[Supplied material]:
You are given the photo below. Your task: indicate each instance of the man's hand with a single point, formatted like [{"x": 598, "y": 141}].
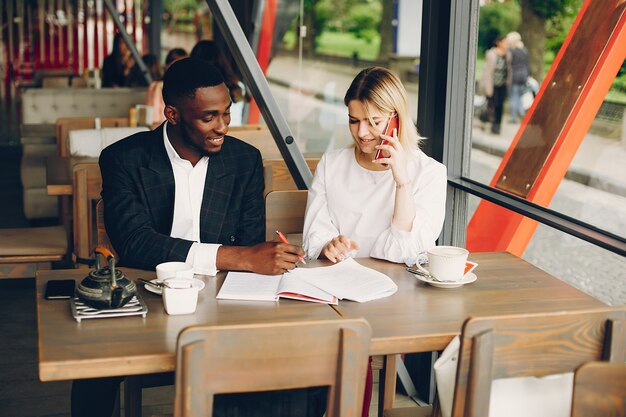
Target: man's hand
[
  {"x": 339, "y": 248},
  {"x": 269, "y": 258}
]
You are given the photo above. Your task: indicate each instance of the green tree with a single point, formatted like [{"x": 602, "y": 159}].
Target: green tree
[
  {"x": 536, "y": 14},
  {"x": 496, "y": 19}
]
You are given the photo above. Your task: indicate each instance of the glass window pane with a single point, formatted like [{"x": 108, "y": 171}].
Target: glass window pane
[
  {"x": 309, "y": 76},
  {"x": 594, "y": 188},
  {"x": 591, "y": 269}
]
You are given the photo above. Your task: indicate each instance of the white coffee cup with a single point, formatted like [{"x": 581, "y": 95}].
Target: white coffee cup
[
  {"x": 180, "y": 296},
  {"x": 447, "y": 263},
  {"x": 168, "y": 270}
]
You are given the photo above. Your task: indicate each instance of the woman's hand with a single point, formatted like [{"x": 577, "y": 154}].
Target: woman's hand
[
  {"x": 397, "y": 159},
  {"x": 339, "y": 248}
]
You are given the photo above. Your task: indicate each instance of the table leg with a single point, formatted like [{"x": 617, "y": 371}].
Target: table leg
[{"x": 387, "y": 384}]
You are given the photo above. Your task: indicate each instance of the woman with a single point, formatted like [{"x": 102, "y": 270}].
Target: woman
[
  {"x": 390, "y": 208},
  {"x": 154, "y": 97},
  {"x": 493, "y": 80},
  {"x": 517, "y": 76}
]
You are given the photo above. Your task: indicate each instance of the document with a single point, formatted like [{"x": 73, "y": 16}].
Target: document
[
  {"x": 345, "y": 280},
  {"x": 258, "y": 287},
  {"x": 348, "y": 280}
]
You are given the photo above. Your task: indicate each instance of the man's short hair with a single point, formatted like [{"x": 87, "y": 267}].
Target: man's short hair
[{"x": 185, "y": 76}]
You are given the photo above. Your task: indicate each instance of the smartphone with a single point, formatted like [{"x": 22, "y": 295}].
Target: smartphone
[
  {"x": 391, "y": 125},
  {"x": 59, "y": 289}
]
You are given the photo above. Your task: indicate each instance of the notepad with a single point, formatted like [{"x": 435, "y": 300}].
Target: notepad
[
  {"x": 348, "y": 280},
  {"x": 258, "y": 287},
  {"x": 345, "y": 280}
]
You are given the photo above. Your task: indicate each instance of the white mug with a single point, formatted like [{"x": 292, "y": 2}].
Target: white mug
[
  {"x": 447, "y": 263},
  {"x": 174, "y": 270},
  {"x": 180, "y": 296}
]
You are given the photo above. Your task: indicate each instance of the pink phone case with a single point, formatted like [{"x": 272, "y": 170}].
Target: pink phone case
[{"x": 391, "y": 125}]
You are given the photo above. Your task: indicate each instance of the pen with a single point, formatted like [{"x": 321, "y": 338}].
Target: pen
[{"x": 284, "y": 240}]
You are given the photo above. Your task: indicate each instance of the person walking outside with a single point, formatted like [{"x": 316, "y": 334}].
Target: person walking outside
[
  {"x": 518, "y": 73},
  {"x": 493, "y": 80}
]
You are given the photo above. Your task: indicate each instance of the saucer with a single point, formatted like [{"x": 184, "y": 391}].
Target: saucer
[
  {"x": 196, "y": 283},
  {"x": 467, "y": 279}
]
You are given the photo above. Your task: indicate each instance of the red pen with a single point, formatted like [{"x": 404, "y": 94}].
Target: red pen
[{"x": 284, "y": 240}]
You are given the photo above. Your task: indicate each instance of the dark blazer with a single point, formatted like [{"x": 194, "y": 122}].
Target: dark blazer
[{"x": 138, "y": 193}]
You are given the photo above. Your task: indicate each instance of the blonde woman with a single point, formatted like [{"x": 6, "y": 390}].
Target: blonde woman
[{"x": 390, "y": 208}]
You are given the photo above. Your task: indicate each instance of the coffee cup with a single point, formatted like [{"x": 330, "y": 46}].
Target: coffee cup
[
  {"x": 447, "y": 263},
  {"x": 169, "y": 270},
  {"x": 180, "y": 296}
]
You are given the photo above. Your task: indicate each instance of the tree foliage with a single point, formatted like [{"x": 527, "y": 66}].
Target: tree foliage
[
  {"x": 496, "y": 19},
  {"x": 549, "y": 9}
]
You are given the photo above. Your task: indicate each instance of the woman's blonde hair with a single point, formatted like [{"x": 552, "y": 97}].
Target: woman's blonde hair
[{"x": 377, "y": 86}]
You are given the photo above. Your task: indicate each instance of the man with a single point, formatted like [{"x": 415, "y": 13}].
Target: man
[{"x": 184, "y": 192}]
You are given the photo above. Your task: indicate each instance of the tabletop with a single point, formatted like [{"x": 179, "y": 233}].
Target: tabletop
[
  {"x": 417, "y": 318},
  {"x": 59, "y": 179},
  {"x": 421, "y": 318},
  {"x": 134, "y": 345}
]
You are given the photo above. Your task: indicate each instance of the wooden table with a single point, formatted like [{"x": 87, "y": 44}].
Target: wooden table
[
  {"x": 134, "y": 345},
  {"x": 59, "y": 173},
  {"x": 418, "y": 318}
]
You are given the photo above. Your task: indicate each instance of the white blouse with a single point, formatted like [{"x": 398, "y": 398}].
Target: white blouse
[{"x": 350, "y": 200}]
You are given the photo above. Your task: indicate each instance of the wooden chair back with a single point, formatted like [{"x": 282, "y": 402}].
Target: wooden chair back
[
  {"x": 268, "y": 357},
  {"x": 258, "y": 136},
  {"x": 66, "y": 124},
  {"x": 87, "y": 187},
  {"x": 532, "y": 345},
  {"x": 278, "y": 177},
  {"x": 600, "y": 390},
  {"x": 284, "y": 211}
]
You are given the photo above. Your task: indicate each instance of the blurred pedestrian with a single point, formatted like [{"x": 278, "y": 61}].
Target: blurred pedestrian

[Task instructions]: Reproduce every record word for word. The copy must contain no pictures.

[Answer for this exercise]:
You are given the photo below. Your task: indicate each instance of the man's hand with a single point, formatted like [{"x": 598, "y": 141}].
Target: man's hand
[
  {"x": 339, "y": 248},
  {"x": 269, "y": 258}
]
You are given the photo above. Your task: indicate each instance of the green tree with a single point, formatted like [{"x": 602, "y": 159}].
Target: green tree
[
  {"x": 536, "y": 14},
  {"x": 496, "y": 19}
]
You are given the photo above. Your task: indicate each instance of the glass window pane with a single point, formatted like [{"x": 108, "y": 171}].
Target: glass window pane
[
  {"x": 309, "y": 76},
  {"x": 594, "y": 188},
  {"x": 591, "y": 269}
]
You are given the photo above. Your task: indicate each instance of the white coffee cup with a single point, formatted like [{"x": 581, "y": 95}].
Target: white coffee cup
[
  {"x": 180, "y": 296},
  {"x": 447, "y": 263},
  {"x": 168, "y": 270}
]
You are given the photo above. Your task: indicate each instance of the woman's hand with a single point, formatted like [{"x": 577, "y": 154}].
Target: woman's hand
[
  {"x": 397, "y": 159},
  {"x": 339, "y": 248}
]
You are given the photo above. Your task: indicate each instance of the table leg with a single point, formatted like [{"x": 617, "y": 371}].
Target: table leg
[{"x": 387, "y": 384}]
You are given the photo above. Your task: indicate each instance of the woman with a single point, formatted like [{"x": 102, "y": 270}].
Target: woman
[
  {"x": 390, "y": 208},
  {"x": 154, "y": 97},
  {"x": 493, "y": 80},
  {"x": 517, "y": 76}
]
You are given the photo above. Your task: indicate each instance of the document with a single point, formatted like [{"x": 73, "y": 16}].
Target: document
[
  {"x": 345, "y": 280},
  {"x": 258, "y": 287},
  {"x": 348, "y": 280}
]
You are given the photo above. Your task: indicate each instance of the man's short hair with a single point, formatted like [{"x": 87, "y": 267}].
Target: man's short hair
[{"x": 185, "y": 76}]
You are given the photo above. Your task: indicate each instance of the smartphone with a single point, formatted like [{"x": 22, "y": 295}].
Target: smartphone
[
  {"x": 391, "y": 125},
  {"x": 59, "y": 289}
]
You are given the photo above. Your task: indicate each instance of the notepad with a single point, formatted like [{"x": 435, "y": 300}].
Target: notepad
[
  {"x": 348, "y": 280},
  {"x": 258, "y": 287},
  {"x": 345, "y": 280}
]
You are given the photo above. Your task: indicate each instance of the white mug with a single point, formatted like [{"x": 292, "y": 2}].
Target: white mug
[
  {"x": 447, "y": 263},
  {"x": 174, "y": 270},
  {"x": 180, "y": 296}
]
You are given the photo above. Your task: indicate each instance of the pink phone case with a single point, formatted like [{"x": 272, "y": 170}].
Target: pink phone case
[{"x": 391, "y": 125}]
You are given the photo above. Your task: indicate each instance of the pen with a single point, formatted like [{"x": 321, "y": 338}].
Target: pen
[{"x": 284, "y": 240}]
You are given the photo above. Your task: indicate each instance of the person walking outside with a single point, formatted like [{"x": 316, "y": 334}].
Target: person walking outside
[
  {"x": 518, "y": 73},
  {"x": 493, "y": 80}
]
You are given the photo above. Your task: indicate each instance of the saucer with a single point, formatted like [{"x": 184, "y": 391}].
Target: saucer
[
  {"x": 196, "y": 283},
  {"x": 467, "y": 279}
]
You are given the photo above. Your task: indicate each instance of the red pen with a single point, formatted like [{"x": 404, "y": 94}].
Target: red pen
[{"x": 284, "y": 240}]
You are given the photo above. Your task: indicate each instance of the dark blazer with a single point, formatted like [{"x": 194, "y": 122}].
Target: dark blazer
[{"x": 138, "y": 193}]
You are given the photo above. Your task: indicate each instance of the blonde woman with a single point, formatted like [{"x": 6, "y": 390}].
Target: blonde woman
[{"x": 390, "y": 208}]
You are given the photo above. Your task: indicate each instance of the coffee cup with a single point, formatted like [{"x": 330, "y": 46}].
Target: coffee cup
[
  {"x": 447, "y": 263},
  {"x": 169, "y": 270},
  {"x": 180, "y": 296}
]
You are given the photo above. Your task: indicate each instance of the tree foliage with a single point, formatted like [{"x": 527, "y": 66}].
Target: tree foliage
[
  {"x": 496, "y": 19},
  {"x": 549, "y": 9}
]
You are given the photo above. Your task: indicate each instance of the woman's blonde hair with a single point, formatted like [{"x": 552, "y": 97}].
Target: woman's blonde hair
[{"x": 377, "y": 86}]
You are given the photo above. Your task: indicate each instance of the man with a single point, formatted like [{"x": 415, "y": 13}].
Target: man
[{"x": 184, "y": 192}]
You are given the photo above. Your task: indicate each instance of the tabletop with a single point, formatted like [{"x": 179, "y": 233}].
Target: tabletop
[
  {"x": 417, "y": 318},
  {"x": 59, "y": 179},
  {"x": 421, "y": 318},
  {"x": 134, "y": 345}
]
You are given the photo above. Your task: indicate each instance of the wooden table with a single point, formatted like [{"x": 87, "y": 44}].
Target: wooden table
[
  {"x": 134, "y": 345},
  {"x": 59, "y": 173},
  {"x": 418, "y": 318}
]
You are given the photo above. Your task: indicate each instance of the white blouse with a single point, formatted like [{"x": 398, "y": 398}].
Target: white blouse
[{"x": 350, "y": 200}]
You are given the photo above. Your task: indicate each instance of the wooden chair back with a single point, formatted like [{"x": 282, "y": 402}].
Target: wooden chair back
[
  {"x": 268, "y": 357},
  {"x": 258, "y": 136},
  {"x": 66, "y": 124},
  {"x": 87, "y": 187},
  {"x": 532, "y": 345},
  {"x": 278, "y": 177},
  {"x": 600, "y": 390},
  {"x": 284, "y": 211}
]
You are given the photo above. Your task: indicate each instance of the blurred pedestrian with a single point, formatted like [{"x": 278, "y": 61}].
Target: blurred pedestrian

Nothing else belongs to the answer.